-- START GIVEN RECORDS --

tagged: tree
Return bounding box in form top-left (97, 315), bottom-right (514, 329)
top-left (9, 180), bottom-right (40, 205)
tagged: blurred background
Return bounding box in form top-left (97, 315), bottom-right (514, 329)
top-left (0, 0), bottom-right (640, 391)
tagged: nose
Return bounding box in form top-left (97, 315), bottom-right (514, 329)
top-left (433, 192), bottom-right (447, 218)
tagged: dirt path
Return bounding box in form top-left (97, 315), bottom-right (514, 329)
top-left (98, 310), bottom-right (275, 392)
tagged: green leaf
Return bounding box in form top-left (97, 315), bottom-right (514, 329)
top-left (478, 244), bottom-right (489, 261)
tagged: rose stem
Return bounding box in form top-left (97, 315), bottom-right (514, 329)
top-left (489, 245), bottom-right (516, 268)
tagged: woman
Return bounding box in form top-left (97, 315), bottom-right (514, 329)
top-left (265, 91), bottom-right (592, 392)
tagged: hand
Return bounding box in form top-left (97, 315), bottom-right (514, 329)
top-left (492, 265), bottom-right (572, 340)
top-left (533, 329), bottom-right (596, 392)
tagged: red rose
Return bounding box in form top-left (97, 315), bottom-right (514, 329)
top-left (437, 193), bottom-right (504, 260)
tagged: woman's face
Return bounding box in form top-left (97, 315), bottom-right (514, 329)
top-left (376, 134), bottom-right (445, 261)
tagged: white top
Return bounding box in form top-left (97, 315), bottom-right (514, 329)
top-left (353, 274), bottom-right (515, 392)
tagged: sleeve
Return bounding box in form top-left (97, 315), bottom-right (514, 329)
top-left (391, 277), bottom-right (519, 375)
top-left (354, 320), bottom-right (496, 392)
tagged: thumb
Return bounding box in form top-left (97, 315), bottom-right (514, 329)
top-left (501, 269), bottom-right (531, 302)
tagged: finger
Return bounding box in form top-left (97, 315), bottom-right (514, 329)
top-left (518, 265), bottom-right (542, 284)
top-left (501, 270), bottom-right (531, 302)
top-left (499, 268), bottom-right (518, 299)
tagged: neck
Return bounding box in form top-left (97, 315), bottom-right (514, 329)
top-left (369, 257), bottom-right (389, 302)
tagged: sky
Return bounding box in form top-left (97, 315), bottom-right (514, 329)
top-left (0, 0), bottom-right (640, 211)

-- END GIVEN RECORDS --
-- START GIVEN RECORDS --

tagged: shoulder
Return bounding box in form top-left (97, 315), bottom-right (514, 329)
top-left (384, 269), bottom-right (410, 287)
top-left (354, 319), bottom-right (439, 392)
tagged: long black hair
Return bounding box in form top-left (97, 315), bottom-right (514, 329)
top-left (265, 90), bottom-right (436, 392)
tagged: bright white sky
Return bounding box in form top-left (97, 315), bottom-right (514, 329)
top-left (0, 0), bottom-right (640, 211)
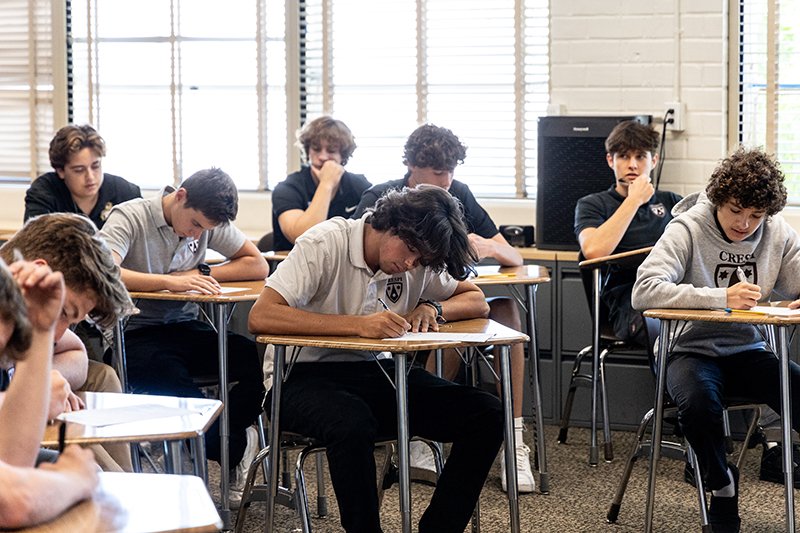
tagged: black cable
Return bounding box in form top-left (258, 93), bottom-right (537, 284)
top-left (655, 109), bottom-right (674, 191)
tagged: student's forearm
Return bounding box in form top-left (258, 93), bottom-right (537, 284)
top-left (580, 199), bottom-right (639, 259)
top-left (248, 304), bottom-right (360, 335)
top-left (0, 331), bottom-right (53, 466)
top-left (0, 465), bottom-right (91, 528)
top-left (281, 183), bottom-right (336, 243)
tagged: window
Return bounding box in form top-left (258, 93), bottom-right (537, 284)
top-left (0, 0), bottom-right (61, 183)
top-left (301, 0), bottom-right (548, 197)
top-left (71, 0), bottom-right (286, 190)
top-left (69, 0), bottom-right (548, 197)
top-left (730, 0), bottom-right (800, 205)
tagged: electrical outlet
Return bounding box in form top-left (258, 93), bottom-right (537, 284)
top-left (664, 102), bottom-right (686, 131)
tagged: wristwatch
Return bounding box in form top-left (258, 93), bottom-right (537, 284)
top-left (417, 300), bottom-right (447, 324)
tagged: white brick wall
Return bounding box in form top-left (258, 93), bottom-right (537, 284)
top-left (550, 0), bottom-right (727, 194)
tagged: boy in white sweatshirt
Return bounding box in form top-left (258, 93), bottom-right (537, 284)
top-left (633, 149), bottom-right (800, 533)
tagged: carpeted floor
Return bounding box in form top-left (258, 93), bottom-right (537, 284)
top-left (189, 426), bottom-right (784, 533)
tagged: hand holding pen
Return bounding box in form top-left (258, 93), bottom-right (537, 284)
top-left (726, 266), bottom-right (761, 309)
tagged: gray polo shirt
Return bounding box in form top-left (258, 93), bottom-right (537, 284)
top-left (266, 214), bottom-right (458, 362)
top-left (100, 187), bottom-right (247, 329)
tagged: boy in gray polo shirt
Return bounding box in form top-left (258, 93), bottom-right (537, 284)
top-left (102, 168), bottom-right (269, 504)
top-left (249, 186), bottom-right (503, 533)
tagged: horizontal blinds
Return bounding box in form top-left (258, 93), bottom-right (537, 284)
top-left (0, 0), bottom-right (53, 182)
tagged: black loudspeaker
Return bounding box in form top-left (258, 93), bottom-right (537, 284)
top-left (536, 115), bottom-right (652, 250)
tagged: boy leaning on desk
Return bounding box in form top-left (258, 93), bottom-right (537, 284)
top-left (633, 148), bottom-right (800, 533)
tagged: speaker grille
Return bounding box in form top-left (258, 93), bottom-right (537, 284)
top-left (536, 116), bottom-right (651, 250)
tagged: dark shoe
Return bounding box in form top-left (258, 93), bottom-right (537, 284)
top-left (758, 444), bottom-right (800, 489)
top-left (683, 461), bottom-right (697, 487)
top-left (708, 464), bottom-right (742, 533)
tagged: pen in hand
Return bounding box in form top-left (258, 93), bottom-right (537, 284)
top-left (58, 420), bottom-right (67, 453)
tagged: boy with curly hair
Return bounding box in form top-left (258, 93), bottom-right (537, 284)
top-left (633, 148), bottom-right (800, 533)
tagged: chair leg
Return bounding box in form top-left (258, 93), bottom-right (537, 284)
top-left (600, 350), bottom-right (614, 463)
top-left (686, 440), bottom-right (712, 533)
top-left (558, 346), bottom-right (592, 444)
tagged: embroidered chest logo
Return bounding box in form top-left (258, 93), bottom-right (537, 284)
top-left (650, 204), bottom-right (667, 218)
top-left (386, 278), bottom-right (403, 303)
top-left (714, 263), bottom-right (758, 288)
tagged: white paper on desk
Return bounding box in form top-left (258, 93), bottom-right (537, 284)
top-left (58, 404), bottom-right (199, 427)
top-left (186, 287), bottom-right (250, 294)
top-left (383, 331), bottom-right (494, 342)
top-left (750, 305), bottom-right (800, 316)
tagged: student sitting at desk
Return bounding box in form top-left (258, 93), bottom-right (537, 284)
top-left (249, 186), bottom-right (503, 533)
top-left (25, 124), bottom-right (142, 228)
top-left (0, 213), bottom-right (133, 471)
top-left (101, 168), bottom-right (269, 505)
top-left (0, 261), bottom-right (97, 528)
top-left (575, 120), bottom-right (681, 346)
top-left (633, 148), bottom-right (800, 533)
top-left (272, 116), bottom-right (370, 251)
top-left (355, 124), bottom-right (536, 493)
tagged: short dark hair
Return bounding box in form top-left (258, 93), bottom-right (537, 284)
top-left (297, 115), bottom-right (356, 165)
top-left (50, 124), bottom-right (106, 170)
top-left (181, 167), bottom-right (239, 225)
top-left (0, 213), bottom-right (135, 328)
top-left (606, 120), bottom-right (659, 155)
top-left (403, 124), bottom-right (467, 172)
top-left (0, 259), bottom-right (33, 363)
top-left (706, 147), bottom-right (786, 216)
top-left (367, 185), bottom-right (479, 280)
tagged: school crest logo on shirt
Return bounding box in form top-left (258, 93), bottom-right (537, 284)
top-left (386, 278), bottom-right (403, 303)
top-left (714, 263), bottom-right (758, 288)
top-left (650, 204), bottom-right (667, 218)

-- END GIVEN RECORDS --

Reproduce, character for character, the stretch of the data above that opens with the line containing "tagged: tree" and closes with the line containing "top-left (98, 310), bottom-right (275, 392)", including both of those lines.

_OUTPUT OF THE TASK_.
tagged: tree
Return bounding box in form top-left (97, 315), bottom-right (514, 329)
top-left (9, 180), bottom-right (40, 205)
tagged: blurred background
Return bounding box in form top-left (97, 315), bottom-right (514, 329)
top-left (0, 0), bottom-right (640, 391)
tagged: nose
Return bounding box in form top-left (97, 315), bottom-right (514, 329)
top-left (433, 192), bottom-right (447, 218)
tagged: dirt path
Return bounding box in form top-left (97, 315), bottom-right (514, 329)
top-left (98, 310), bottom-right (275, 392)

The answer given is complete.